# Passage given:
• • • • • • •

Store correct JAX representation in QJIT object
erick-xanadu opened this issue · 9 comments
def trace_to_mlir(func, static_argnums, abstracted_axes, *args, **kwargs):
# ... snip ...
with EvaluationContext(EvaluationMode.CLASSICAL_COMPILATION):
make_jaxpr_kwargs = {"static_argnums": static_argnums, "abstracted_axes": abstracted_axes}
jaxpr, out_type, out_tree = make_jaxpr2(func, **make_jaxpr_kwargs)(*args, **kwargs)
# We remove implicit Jaxpr result values since we are compiling a top-level jaxpr program.
jaxpr2, out_type2 = jaxpr_remove_implicit(jaxpr, out_type)
module, context = jaxpr_to_mlir(func.__name__, jaxpr2)
return module, context, jaxpr, out_type2, out_tree
we obtain a jaxpr representation from make_jaxpr
and then we proceed to do some post-processing of it.
I think we are returning the wrong jaxpr (it should be jaxpr2) and we can replace the names to appropriately be called:
def trace_to_mlir(func, static_argnums, abstracted_axes, *args, **kwargs):
# ... snip ...
with EvaluationContext(EvaluationMode.CLASSICAL_COMPILATION):
make_jaxpr_kwargs = {"static_argnums": static_argnums, "abstracted_axes": abstracted_axes}
jaxpr, out_type, out_tree = make_jaxpr2(func, **make_jaxpr_kwargs)(*args, **kwargs)
# We remove implicit Jaxpr result values since we are compiling a top-level jaxpr program.
jaxpr, out_type = jaxpr_remove_implicit(jaxpr, out_type)
module, context = jaxpr_to_mlir(func.__name__, jaxpr)
return module, context, jaxpr, out_type, out_tree
@erick-xanadu Wouldn't the treedef (out_tree
) need updating along with the abstract values (out_type
)?
@dime10 I am not sure. I think out_tree
should be preserved as that is what the user expects.
@grwlf Any thoughts on this?
I think there are no errors here, but different view points are possible. Consider the following program:
@qjit(keep_intermediate=True)
def fun(a):
r = jnp.ones((a + 1,), dtype=int)
return r
The full Jaxpr of it is
{ lambda ; a:i64[]. let
b:i64[] = add a 1
c:i64[b] = broadcast_in_dim[broadcast_dimensions=() shape=(None,)] 1 b
in (b, c) } // <--------- Note two return values.

• • • • • • •

# Required task 1:
Summarize the issue thread about the jaxpr returned by trace_to_mlir in two sentences.
# Required task 2:
Answer these questions about the issue thread on trace_to_mlir:
(a) Which function removes the implicit Jaxpr result values?
(b) Which value does @dime10 ask about updating along with out_type?
(c) What argument is passed to qjit in the example program?
# Required task 3:
Carry on the issue thread about the jaxpr returned by trace_to_mlir from the point where it stops.
The lines come from a separate source.

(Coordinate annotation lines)
• • • • • • •

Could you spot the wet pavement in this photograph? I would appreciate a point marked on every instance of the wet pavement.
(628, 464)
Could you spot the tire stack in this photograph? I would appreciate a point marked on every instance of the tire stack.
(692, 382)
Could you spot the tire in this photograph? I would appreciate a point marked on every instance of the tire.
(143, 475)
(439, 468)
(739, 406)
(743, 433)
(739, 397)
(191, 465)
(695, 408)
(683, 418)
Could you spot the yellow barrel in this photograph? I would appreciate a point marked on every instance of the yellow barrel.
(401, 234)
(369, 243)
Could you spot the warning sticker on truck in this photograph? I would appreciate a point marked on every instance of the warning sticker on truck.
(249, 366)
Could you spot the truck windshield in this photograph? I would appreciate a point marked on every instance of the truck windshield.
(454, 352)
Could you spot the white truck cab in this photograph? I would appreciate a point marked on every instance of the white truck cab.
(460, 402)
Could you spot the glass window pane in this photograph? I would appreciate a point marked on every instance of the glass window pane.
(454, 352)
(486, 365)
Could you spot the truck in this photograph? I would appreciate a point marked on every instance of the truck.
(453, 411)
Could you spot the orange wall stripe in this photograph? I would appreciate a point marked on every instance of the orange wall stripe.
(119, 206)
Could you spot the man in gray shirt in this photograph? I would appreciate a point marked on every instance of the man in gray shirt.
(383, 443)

• • • • • • •

# Task answer 1:
The thread states that trace_to_mlir gets a jaxpr from make_jaxpr and then post-processes it, and its author thinks the function returns the wrong jaxpr (it should be jaxpr2) and that the variables can be renamed. In the replies, one commenter asks whether out_tree needs updating along with out_type, the author thinks out_tree should be preserved because the user expects it, and another commenter sees no errors here but notes that different viewpoints are possible, giving an example program whose full Jaxpr has two return values.

# Task answer 2:
(a) jaxpr_remove_implicit
(b) The treedef, out_tree
(c) keep_intermediate=True

# Task answer 3:
Here, b
is a calculated dimension variable to be returned along with its tensor. If it was not a top-level program, we might want to use b
in subsequent calculations. But since it is a top-level Jaxpr, we know that we don't need dimensions anymore, so we remove implicit outputs in order to get the desired StableHLO code. The corresponding IR is
module @fun {
func.func public @jit_fun(%arg0: tensor<i64>) -> tensor<?xi64> attributes {llvm.emit_c_interface} {
%0 = stablehlo.constant dense<1> : tensor<i64>
%1 = stablehlo.add %arg0, %0 : tensor<i64>
%2 = stablehlo.convert %1 : (tensor<i64>) -> tensor<i32>
%3 = stablehlo.reshape %2 : (tensor<i32>) -> tensor<1xi32>
%4 = stablehlo.dynamic_broadcast_in_dim %0, %3, dims = [] : (tensor<i64>, tensor<1xi32>) -> tensor<?xi64>
return %4 : tensor<?xi64> // <------- Note: only one return value
}
}
The question is: which version of Jaxpr should we call the correct one? I suggest to think of jaxpr2
as of an intermediate part of StableHLO lowering, and return jaxpr
as the correct representation of the program.
Thanks @grwlf! I'd be inclined to say that jaxpr2
should be the output of the "generate jaxpr" stage, and used in all subsequent processing. Unless the jaxpr
version is actually needed anything?
Another question, is out_tree
(it only has one version) compatible with jaxpr
or jaxpr2
?
I'd be inclined to say that
jaxpr2
should be the output of the "generate jaxpr" stage, and used in all subsequent processing.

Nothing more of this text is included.